[Start READING PASSAGE]

WIT

-Sometimes I walk into Chipotle to see what the buzz is all about. But I don’t order anything. Instead I just stand at the counter and watch them make burritos until I'm politely asked to leave. Then I go home.

-Sometimes, when the bagger asks me for paper or plastic, I say both, with plastic on the outside.

-Of course it is what it is. If it wasn’t, then we all'd be really confused.

-Squirrels are better dancers than us. I’ve seen how they move to avoid four tires. Maybe we’d be better dancers if our lives depended upon it. I know this much--we were better dancers not too long ago. Back then, we danced less for entertainment and more for survival.

-I never want to hear an ER doc say: “Ok, Google…”

-Telling the cashier you need a happy meal says much about your priorities, and just how far that meal is from bringing you happiness.

-Youth soccer tournaments: where watching kids play can be entertaining, but not as much as those parents longing to be somewhere else. 

-I like visiting Home Depot on weekends. So many hopes. So many dreams. So much property value. So much money. Something has to give.

-Some churches make me want to hit the pub. Some pubs make me want to hit the church.

[End READING PASSAGE]
[Start SUPPLIED INFORMATION]

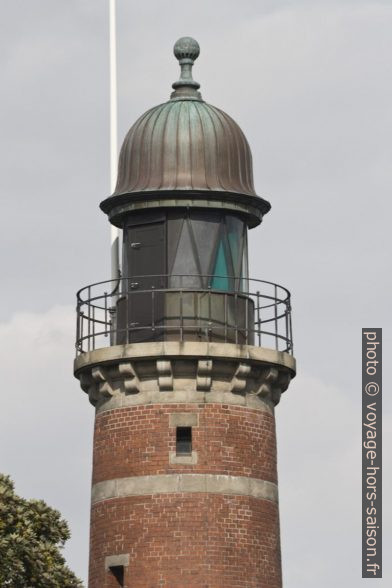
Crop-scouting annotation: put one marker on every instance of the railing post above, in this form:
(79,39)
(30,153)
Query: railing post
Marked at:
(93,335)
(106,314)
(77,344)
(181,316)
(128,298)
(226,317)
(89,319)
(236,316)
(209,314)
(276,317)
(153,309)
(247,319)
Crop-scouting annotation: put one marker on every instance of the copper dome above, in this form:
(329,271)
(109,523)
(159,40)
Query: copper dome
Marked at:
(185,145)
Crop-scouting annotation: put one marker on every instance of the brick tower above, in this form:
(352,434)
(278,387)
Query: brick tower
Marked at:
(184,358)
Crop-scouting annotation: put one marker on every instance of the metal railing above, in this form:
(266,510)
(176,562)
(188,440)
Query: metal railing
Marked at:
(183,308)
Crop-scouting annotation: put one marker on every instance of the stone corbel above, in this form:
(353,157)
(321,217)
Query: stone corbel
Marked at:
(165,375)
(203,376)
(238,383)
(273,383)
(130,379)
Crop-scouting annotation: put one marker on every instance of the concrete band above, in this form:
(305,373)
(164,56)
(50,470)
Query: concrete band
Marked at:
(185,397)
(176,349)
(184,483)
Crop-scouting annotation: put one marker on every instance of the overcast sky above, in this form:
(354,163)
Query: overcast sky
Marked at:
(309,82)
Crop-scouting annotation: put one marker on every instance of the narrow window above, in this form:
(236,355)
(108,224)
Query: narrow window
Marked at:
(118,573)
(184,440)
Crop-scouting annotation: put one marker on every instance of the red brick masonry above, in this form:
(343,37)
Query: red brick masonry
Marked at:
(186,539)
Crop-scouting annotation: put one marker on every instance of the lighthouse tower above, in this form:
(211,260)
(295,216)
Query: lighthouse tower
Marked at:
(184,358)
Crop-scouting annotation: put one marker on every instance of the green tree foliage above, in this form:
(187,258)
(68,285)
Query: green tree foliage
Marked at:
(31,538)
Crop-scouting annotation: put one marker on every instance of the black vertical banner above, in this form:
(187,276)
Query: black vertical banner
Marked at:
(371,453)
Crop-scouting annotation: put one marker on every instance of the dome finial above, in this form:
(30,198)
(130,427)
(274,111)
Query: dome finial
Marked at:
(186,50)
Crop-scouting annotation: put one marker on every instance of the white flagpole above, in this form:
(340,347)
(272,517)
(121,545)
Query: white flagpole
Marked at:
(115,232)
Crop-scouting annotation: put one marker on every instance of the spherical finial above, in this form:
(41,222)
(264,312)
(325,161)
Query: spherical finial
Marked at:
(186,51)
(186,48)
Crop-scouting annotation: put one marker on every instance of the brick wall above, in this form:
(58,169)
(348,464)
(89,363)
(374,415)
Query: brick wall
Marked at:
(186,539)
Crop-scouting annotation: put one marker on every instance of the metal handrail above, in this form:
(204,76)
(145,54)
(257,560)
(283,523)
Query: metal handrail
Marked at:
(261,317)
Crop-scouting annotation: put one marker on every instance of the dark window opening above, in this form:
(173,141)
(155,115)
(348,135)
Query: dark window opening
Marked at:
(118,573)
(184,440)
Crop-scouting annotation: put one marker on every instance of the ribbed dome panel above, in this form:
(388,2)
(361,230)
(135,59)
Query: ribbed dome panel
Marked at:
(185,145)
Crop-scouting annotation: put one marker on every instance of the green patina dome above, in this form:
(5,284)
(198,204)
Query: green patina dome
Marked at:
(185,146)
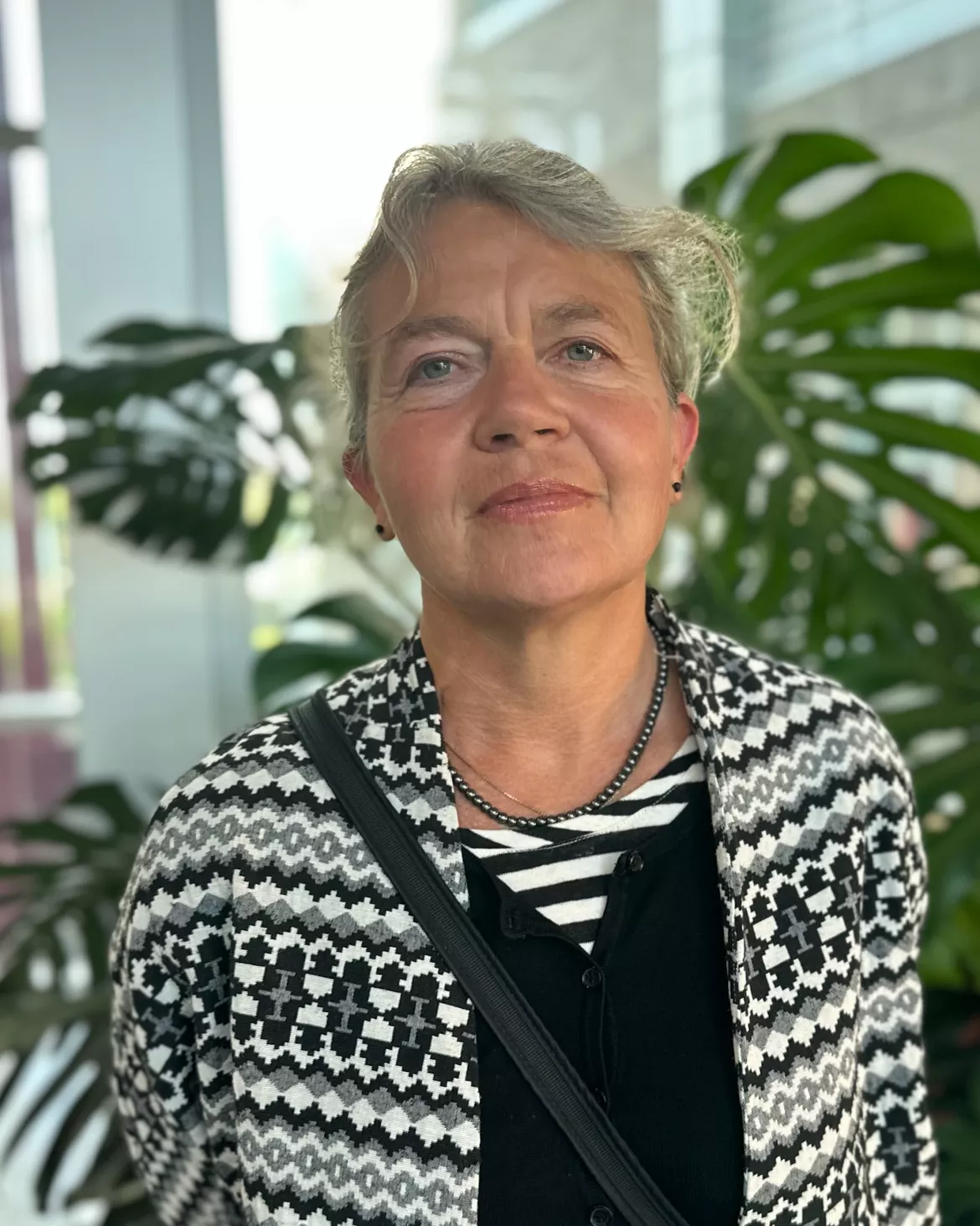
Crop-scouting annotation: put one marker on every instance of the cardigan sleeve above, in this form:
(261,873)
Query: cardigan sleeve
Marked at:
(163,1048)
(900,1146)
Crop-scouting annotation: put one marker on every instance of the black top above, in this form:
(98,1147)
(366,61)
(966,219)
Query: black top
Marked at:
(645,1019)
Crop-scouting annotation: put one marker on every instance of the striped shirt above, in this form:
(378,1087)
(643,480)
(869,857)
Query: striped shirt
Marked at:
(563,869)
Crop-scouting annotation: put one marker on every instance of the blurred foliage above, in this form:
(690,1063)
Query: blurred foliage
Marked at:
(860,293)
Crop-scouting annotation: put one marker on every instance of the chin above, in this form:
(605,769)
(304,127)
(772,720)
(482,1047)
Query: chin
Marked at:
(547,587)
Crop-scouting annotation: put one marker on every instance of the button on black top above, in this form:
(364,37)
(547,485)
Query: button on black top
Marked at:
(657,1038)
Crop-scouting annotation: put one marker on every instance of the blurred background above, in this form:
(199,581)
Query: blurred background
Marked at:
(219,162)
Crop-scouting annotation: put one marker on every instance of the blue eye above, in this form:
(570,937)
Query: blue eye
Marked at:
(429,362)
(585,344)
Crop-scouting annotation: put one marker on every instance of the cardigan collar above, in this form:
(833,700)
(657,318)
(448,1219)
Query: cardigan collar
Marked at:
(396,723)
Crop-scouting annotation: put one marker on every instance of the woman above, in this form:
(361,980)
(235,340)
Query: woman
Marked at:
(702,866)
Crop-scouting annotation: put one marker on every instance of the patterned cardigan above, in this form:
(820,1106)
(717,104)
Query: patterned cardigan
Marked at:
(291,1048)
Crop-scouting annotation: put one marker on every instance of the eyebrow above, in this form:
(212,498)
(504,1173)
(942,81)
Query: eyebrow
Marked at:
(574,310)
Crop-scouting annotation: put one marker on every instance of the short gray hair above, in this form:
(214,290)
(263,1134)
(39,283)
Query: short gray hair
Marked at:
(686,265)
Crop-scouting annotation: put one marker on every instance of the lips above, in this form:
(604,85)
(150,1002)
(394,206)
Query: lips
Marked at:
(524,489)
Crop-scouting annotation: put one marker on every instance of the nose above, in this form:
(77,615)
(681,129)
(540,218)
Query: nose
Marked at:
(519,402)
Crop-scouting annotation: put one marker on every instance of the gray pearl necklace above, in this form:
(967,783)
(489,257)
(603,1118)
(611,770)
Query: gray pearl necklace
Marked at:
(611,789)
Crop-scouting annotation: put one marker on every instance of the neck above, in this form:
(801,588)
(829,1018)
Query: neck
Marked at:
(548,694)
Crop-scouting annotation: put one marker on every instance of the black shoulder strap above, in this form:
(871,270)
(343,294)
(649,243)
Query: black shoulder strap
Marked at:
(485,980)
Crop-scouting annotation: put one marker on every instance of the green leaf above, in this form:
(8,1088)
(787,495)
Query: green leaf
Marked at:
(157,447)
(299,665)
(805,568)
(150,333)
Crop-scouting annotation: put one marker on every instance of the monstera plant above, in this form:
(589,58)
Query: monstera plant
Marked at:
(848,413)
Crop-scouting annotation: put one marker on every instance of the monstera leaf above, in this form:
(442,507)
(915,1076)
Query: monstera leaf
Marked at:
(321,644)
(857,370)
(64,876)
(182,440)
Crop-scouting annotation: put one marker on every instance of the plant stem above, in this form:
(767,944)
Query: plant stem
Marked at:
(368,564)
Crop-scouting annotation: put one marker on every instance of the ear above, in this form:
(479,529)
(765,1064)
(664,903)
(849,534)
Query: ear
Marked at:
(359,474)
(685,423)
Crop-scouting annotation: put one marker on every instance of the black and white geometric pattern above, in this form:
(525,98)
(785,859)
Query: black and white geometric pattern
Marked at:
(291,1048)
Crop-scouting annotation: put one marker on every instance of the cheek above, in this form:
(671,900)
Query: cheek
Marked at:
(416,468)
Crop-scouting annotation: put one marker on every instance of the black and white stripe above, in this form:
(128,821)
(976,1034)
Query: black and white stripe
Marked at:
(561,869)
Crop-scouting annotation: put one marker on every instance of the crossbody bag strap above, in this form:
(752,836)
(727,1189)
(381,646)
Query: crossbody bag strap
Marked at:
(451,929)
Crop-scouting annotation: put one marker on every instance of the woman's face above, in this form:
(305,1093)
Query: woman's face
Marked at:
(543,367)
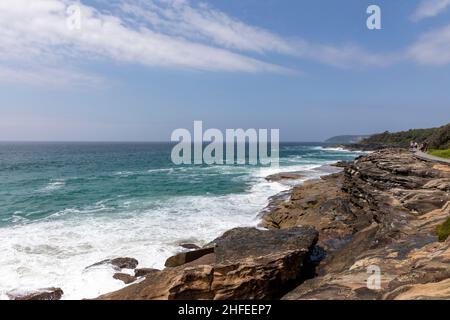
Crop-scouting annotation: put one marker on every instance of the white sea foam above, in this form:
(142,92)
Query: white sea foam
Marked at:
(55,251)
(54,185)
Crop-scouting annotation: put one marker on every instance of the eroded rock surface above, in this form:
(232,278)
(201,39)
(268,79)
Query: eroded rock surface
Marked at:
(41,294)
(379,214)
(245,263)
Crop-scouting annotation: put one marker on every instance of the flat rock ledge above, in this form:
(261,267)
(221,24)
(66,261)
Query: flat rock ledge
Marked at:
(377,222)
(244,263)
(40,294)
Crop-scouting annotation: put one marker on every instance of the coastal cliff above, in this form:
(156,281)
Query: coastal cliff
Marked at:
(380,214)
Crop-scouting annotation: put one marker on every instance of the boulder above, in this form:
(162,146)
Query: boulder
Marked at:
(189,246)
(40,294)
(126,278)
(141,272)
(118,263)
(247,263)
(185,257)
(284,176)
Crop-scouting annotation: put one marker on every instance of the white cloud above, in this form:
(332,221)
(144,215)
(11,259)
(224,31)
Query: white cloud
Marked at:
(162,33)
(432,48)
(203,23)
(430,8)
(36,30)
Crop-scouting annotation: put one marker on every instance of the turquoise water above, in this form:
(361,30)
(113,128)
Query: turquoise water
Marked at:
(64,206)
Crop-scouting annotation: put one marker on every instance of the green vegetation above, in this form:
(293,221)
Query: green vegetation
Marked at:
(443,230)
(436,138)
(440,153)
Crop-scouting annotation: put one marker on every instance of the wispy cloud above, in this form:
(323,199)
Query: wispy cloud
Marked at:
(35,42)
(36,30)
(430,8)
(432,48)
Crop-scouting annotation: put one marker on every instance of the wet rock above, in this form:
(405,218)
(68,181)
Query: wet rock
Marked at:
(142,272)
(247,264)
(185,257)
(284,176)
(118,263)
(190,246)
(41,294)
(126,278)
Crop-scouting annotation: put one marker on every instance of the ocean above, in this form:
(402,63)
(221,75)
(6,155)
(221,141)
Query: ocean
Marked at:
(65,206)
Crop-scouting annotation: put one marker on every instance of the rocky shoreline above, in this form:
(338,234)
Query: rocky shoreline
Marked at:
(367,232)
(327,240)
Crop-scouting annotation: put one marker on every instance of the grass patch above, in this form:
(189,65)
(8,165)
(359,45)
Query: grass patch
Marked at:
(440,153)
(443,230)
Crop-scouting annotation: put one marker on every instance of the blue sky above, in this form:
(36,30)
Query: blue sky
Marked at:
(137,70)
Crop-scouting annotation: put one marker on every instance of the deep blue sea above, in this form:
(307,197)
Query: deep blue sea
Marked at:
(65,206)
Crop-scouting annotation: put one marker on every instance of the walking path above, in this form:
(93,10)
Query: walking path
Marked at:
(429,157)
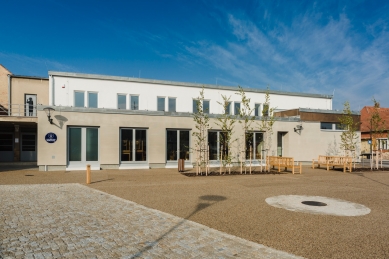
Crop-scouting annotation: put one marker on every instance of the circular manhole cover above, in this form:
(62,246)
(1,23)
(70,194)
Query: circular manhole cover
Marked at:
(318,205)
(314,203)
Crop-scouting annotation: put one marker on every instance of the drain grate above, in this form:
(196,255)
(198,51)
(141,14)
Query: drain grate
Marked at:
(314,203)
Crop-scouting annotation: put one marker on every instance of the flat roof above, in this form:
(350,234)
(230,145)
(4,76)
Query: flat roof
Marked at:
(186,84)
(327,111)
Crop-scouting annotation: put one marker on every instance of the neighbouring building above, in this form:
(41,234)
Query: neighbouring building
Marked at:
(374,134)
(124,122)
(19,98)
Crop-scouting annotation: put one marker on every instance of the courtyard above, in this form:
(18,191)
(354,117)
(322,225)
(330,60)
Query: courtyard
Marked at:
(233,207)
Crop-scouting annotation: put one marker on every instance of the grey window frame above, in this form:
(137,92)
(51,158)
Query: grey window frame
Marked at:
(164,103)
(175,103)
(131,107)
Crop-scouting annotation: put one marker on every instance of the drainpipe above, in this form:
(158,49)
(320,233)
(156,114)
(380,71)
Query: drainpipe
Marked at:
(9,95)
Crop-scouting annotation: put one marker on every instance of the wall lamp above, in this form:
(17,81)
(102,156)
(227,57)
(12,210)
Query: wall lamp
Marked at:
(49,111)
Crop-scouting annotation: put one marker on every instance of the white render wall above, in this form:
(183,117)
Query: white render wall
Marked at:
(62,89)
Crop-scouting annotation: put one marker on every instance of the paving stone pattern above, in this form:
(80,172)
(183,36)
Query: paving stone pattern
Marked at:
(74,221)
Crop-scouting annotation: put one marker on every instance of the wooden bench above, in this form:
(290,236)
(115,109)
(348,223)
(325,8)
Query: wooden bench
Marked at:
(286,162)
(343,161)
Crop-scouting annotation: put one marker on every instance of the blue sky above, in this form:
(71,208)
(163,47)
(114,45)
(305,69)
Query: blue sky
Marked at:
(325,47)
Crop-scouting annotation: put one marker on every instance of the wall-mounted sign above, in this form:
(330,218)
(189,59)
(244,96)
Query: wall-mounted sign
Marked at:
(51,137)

[End SUPPLIED INFORMATION]

DIRECTION 1 >> Repeat the portion of the witticisms between "-Sometimes I walk" and "bringing you happiness.", inclusive, word for word.
DIRECTION 2 >> Locate each line in the rows that contains the string "crossbody" and copy every such line in full.

WORKED SOLUTION 1 >>
-Sometimes I walk into Chipotle to see what the buzz is all about. But I don’t order anything. Instead I just stand at the counter and watch them make burritos until I'm politely asked to leave. Then I go home.

-Sometimes, when the bagger asks me for paper or plastic, I say both, with plastic on the outside.

-Of course it is what it is. If it wasn’t, then we all'd be really confused.

-Squirrels are better dancers than us. I’ve seen how they move to avoid four tires. Maybe we’d be better dancers if our lives depended upon it. I know this much--we were better dancers not too long ago. Back then, we danced less for entertainment and more for survival.

-I never want to hear an ER doc say: “Ok, Google…”

-Telling the cashier you need a happy meal says much about your priorities, and just how far that meal is from bringing you happiness.

WORKED SOLUTION 2 >>
Crop-scouting annotation: put one marker on every instance of the crossbody bag strap above, in this form:
Query: crossbody bag strap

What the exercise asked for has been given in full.